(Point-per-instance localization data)
####################
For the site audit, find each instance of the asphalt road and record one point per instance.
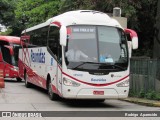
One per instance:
(16, 97)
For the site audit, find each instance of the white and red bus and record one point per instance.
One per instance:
(9, 49)
(100, 70)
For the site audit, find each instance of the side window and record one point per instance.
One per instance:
(39, 36)
(53, 40)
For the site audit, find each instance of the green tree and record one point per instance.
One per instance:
(32, 12)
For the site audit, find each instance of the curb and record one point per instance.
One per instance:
(140, 101)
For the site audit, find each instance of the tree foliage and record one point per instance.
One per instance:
(19, 14)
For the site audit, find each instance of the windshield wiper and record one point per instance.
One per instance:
(83, 64)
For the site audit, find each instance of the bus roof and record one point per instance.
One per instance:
(10, 39)
(83, 17)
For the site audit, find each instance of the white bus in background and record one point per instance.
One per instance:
(101, 68)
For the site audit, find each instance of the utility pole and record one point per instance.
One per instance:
(156, 47)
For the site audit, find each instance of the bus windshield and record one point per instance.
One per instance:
(96, 48)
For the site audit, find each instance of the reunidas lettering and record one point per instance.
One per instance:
(98, 80)
(38, 56)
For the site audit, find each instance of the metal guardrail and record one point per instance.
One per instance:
(145, 74)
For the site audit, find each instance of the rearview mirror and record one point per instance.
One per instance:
(133, 37)
(63, 35)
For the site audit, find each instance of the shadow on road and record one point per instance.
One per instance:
(74, 103)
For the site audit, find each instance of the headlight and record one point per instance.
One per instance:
(123, 84)
(68, 82)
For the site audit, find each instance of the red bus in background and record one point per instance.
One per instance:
(9, 47)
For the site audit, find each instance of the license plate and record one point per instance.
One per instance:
(98, 92)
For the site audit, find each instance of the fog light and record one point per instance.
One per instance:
(68, 82)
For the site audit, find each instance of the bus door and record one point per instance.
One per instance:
(54, 46)
(59, 69)
(7, 53)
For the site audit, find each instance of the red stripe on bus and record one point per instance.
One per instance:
(96, 85)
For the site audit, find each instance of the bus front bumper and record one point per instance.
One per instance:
(97, 94)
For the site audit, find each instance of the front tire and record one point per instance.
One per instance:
(27, 84)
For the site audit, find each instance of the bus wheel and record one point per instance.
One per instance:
(51, 94)
(19, 79)
(27, 84)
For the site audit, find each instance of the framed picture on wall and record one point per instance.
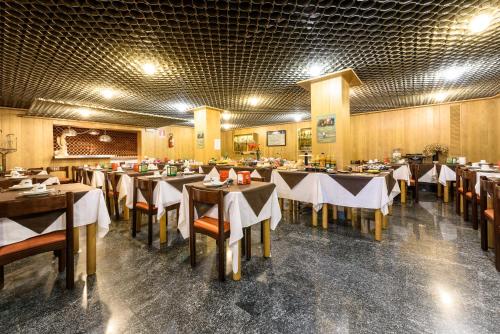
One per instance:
(326, 130)
(276, 138)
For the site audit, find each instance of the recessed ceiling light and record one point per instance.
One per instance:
(315, 70)
(479, 23)
(149, 68)
(253, 101)
(181, 106)
(440, 97)
(453, 73)
(107, 93)
(84, 112)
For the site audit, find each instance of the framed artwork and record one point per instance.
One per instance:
(276, 138)
(326, 130)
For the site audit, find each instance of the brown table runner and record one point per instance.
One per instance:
(256, 194)
(353, 183)
(39, 223)
(292, 178)
(390, 182)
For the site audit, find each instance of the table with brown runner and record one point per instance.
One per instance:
(244, 206)
(89, 211)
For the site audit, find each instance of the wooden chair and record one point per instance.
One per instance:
(111, 181)
(214, 228)
(459, 188)
(487, 214)
(470, 196)
(60, 242)
(496, 224)
(61, 169)
(146, 188)
(415, 174)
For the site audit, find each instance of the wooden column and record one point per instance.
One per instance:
(330, 97)
(206, 133)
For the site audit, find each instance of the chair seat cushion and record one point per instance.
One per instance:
(210, 225)
(489, 214)
(65, 180)
(144, 206)
(35, 242)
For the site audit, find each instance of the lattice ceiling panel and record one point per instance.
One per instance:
(220, 53)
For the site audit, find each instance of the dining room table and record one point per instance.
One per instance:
(167, 191)
(350, 190)
(244, 206)
(89, 210)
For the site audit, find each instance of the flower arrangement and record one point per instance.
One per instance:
(433, 149)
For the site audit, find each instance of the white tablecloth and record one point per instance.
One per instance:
(320, 188)
(403, 172)
(90, 208)
(446, 175)
(240, 215)
(164, 195)
(430, 176)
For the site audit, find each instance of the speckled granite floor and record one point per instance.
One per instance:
(429, 275)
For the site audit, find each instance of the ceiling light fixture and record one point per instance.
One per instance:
(315, 70)
(440, 96)
(479, 23)
(84, 112)
(453, 73)
(149, 68)
(105, 138)
(107, 93)
(253, 101)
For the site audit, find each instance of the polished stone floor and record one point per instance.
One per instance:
(428, 275)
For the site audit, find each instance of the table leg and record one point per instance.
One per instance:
(237, 275)
(76, 240)
(378, 225)
(126, 211)
(91, 248)
(163, 228)
(267, 237)
(403, 191)
(335, 212)
(315, 217)
(324, 220)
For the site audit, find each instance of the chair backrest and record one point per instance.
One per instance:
(34, 170)
(469, 177)
(210, 197)
(64, 169)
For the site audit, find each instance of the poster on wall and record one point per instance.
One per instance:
(326, 129)
(200, 139)
(276, 138)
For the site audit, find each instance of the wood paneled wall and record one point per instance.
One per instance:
(376, 134)
(35, 148)
(288, 152)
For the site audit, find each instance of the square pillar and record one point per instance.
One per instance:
(330, 105)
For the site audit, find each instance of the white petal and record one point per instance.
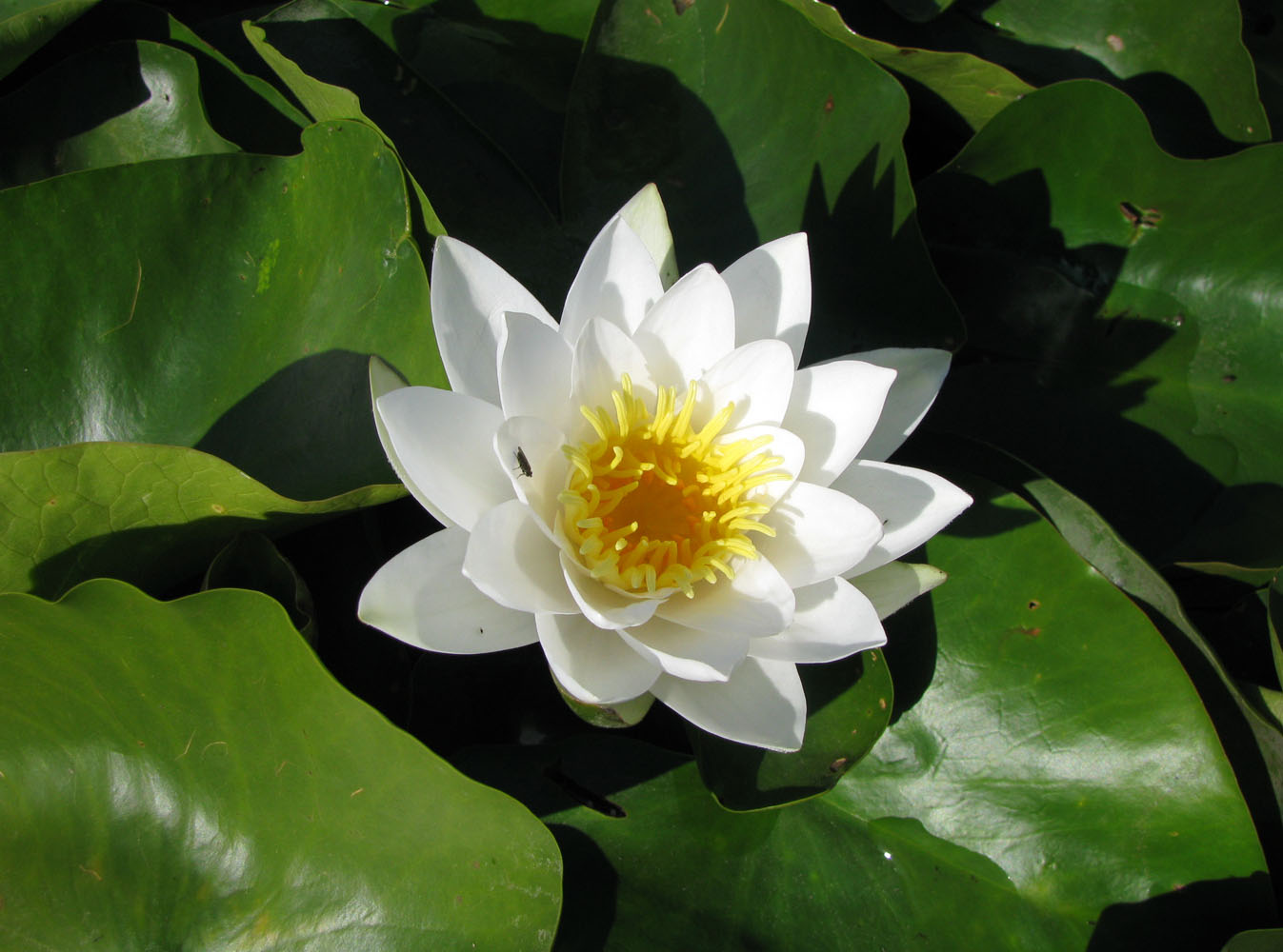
####################
Work to be completed: Search the data above for the word "front" and show every line that has it.

Task response:
For the site audit, find each instance of the bus front bumper and record one point per instance.
For the site audit, find each instance of the front tire and record one point per instance.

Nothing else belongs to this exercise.